* [WORK TO DO]: Copy the rows exactly, starting at the line containing "of woman's arm" and ending at the line containing "200, 173, 231]]", with both of those lines included. Copy nothing else.

Excerpts of labeled region data
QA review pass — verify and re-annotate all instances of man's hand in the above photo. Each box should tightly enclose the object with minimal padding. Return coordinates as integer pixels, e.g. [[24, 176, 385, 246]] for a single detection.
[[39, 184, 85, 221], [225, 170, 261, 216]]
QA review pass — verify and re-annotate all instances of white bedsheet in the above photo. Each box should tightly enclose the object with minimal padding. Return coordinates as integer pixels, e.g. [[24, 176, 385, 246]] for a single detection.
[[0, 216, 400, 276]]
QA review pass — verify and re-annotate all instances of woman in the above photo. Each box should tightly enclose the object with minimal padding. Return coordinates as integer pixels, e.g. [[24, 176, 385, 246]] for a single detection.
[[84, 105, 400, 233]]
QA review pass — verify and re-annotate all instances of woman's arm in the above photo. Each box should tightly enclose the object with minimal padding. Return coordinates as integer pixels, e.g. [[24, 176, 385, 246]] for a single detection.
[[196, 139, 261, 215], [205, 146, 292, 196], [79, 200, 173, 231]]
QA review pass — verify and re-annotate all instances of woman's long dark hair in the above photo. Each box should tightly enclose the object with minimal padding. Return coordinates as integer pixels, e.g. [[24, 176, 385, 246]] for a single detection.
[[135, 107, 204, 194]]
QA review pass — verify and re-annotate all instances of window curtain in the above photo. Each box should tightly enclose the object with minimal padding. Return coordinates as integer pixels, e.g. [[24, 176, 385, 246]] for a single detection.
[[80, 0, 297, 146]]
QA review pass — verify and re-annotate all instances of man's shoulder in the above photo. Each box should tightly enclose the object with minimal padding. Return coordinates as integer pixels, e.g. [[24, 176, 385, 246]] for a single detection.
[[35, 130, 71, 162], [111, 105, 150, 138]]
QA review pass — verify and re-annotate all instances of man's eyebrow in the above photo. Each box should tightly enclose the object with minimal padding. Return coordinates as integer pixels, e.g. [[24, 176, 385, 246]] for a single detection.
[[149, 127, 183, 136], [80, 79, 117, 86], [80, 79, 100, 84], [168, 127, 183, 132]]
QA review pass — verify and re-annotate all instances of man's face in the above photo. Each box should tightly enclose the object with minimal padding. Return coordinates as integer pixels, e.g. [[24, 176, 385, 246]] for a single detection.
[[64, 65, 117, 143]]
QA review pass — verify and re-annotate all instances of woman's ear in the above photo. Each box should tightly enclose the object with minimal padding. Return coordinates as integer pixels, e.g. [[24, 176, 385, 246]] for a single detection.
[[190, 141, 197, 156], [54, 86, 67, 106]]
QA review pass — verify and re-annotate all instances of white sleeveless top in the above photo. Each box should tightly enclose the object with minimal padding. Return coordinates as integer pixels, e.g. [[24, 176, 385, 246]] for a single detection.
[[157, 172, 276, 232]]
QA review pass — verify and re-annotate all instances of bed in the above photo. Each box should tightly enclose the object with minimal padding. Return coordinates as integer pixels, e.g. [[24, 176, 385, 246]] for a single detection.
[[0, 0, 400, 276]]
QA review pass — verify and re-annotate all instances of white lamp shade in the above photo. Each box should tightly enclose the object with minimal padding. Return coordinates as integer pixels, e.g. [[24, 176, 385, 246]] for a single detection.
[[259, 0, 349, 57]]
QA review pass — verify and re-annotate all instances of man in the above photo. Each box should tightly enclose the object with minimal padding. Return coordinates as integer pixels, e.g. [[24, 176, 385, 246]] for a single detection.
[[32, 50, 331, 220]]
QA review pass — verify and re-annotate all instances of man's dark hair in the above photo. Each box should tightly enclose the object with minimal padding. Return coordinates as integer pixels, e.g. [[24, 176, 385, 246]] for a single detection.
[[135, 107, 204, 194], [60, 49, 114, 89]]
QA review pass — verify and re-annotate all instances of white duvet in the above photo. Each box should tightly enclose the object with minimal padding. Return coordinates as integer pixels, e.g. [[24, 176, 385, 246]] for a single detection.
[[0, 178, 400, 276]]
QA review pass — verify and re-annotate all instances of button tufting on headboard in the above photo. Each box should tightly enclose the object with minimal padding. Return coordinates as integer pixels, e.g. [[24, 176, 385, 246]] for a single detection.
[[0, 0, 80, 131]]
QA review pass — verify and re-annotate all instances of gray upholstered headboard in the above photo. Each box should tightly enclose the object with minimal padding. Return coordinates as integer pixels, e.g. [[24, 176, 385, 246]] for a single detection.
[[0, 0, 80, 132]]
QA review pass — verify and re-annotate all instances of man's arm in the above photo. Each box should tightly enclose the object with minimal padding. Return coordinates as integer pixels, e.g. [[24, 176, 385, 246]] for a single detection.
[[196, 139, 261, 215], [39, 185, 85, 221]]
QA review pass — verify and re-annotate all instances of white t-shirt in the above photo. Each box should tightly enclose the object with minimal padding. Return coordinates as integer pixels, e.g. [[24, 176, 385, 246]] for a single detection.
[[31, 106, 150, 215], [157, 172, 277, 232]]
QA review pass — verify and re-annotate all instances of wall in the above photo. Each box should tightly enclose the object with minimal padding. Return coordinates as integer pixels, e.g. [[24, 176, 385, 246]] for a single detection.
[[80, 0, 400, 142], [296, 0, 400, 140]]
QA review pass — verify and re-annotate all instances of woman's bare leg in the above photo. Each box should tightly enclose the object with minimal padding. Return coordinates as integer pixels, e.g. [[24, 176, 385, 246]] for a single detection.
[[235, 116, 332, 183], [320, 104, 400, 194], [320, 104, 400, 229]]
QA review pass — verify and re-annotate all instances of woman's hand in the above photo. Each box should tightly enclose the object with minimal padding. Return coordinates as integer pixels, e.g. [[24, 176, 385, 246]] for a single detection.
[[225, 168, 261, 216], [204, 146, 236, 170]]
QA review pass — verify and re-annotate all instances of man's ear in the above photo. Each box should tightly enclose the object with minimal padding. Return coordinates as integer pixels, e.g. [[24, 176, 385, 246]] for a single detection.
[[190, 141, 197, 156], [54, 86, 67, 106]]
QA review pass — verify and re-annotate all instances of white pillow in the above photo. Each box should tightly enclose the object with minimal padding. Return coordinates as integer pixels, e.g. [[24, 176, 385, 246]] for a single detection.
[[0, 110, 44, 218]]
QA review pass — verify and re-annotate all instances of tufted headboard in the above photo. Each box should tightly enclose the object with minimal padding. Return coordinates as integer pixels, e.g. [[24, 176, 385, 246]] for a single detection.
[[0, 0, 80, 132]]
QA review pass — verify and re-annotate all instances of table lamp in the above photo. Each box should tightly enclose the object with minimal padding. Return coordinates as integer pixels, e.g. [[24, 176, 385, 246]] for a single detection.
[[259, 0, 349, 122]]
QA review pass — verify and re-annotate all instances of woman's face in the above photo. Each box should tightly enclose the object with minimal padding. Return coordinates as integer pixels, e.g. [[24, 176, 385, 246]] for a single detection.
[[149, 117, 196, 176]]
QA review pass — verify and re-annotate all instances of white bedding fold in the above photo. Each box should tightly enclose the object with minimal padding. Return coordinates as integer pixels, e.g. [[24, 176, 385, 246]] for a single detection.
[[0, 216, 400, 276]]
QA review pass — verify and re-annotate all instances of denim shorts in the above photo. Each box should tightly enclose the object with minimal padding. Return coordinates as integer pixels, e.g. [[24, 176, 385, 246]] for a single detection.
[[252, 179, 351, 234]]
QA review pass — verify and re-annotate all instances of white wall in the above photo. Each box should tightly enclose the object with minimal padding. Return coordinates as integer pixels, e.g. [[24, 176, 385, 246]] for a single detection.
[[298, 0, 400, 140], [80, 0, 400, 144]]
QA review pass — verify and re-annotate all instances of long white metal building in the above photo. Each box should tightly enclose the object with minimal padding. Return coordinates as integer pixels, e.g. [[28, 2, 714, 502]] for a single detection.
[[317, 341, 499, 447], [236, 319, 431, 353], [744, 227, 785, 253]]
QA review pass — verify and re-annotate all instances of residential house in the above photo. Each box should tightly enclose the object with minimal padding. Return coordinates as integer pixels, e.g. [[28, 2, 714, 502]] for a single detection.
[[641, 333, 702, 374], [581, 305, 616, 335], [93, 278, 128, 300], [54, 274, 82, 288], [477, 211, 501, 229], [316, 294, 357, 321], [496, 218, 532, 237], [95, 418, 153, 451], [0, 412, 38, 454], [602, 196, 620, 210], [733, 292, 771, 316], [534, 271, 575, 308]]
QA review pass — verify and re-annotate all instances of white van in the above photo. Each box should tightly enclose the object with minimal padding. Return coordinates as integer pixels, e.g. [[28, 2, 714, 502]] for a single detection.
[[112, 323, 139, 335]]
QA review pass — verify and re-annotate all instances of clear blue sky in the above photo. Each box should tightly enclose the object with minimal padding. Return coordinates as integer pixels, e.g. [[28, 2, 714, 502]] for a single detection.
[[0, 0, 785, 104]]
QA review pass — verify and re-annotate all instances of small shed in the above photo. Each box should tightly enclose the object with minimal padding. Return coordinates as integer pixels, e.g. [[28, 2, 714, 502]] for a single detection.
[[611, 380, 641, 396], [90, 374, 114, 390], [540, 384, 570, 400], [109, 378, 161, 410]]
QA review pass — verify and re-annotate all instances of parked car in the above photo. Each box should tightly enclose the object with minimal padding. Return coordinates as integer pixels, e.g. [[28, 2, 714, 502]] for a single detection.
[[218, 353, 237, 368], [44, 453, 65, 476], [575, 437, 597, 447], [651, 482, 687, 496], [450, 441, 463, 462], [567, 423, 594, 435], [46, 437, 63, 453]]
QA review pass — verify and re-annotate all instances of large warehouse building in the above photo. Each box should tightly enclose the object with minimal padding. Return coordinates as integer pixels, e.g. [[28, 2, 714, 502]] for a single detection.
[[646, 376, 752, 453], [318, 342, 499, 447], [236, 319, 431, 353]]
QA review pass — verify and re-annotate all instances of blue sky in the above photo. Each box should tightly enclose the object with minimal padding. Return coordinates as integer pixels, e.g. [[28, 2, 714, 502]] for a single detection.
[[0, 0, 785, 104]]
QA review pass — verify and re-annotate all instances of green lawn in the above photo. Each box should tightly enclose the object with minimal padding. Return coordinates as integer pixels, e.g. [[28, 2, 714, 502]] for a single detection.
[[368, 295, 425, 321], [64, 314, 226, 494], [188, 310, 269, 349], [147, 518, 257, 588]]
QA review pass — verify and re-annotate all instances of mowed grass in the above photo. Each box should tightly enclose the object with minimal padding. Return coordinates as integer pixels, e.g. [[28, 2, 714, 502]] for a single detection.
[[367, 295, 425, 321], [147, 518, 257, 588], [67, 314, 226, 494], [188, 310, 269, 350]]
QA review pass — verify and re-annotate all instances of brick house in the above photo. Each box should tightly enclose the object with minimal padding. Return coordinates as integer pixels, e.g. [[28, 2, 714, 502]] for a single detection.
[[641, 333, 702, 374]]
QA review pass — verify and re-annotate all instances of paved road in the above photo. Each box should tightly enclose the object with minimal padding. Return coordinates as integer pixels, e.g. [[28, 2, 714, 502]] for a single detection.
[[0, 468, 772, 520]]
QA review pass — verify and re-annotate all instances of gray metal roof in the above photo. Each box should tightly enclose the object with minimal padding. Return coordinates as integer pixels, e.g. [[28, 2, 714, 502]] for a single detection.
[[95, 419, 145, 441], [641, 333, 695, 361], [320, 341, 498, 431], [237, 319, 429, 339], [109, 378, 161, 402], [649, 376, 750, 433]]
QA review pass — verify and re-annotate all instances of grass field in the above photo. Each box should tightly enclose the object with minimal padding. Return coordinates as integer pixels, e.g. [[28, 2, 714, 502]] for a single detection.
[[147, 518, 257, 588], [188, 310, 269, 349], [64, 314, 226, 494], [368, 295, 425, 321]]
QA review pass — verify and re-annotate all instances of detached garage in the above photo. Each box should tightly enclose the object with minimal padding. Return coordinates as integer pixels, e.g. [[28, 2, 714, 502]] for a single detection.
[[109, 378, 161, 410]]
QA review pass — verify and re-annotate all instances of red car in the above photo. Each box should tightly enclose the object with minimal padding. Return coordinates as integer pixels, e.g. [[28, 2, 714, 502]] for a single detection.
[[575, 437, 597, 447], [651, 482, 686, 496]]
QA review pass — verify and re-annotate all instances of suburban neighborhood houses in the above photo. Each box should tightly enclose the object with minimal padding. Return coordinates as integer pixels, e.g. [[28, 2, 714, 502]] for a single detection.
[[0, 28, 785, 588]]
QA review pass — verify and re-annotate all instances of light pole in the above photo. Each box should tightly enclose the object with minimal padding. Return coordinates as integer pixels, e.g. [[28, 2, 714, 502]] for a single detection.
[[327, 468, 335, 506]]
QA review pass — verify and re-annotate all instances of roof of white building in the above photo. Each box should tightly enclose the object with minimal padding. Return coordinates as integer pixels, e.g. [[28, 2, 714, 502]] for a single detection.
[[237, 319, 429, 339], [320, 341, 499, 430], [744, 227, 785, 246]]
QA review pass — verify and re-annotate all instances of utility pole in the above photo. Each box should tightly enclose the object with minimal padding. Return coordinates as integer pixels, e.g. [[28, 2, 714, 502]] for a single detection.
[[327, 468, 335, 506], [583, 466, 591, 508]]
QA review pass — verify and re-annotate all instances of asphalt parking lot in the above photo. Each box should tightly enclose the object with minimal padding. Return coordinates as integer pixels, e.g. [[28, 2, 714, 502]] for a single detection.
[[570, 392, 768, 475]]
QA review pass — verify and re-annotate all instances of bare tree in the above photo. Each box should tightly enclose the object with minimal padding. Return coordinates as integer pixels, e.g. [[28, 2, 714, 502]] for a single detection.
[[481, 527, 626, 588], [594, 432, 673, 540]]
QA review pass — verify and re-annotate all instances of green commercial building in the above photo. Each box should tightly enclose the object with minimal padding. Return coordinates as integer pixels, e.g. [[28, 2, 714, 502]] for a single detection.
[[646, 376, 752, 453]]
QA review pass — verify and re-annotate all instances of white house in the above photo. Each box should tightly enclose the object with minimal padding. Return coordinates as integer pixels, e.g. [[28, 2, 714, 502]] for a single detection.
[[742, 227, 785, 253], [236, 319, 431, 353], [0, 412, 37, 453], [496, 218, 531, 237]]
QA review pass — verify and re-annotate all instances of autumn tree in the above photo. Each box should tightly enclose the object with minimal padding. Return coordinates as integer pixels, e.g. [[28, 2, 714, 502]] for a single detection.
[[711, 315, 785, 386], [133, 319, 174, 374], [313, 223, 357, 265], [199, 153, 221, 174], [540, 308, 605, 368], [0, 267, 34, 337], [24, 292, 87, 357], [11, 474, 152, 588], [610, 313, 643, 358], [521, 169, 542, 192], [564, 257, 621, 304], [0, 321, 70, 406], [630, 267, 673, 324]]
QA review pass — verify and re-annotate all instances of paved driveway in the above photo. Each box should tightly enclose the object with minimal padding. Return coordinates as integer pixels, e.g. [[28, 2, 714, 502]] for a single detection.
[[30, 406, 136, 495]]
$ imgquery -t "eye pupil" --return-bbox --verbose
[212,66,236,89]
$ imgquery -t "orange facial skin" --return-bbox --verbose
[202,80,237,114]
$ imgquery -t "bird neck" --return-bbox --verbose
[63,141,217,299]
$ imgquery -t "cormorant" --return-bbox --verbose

* [CORRECT RESULT]:
QA review pass — verify and re-annotate all instances of woman's arm in the above photo. Each box should tightly enclose the object with minimal padding. Return coordinates as integer pixels, e.g. [[24, 176, 385, 246]] for a single detection.
[[196, 139, 261, 215], [205, 146, 292, 196], [79, 200, 173, 231]]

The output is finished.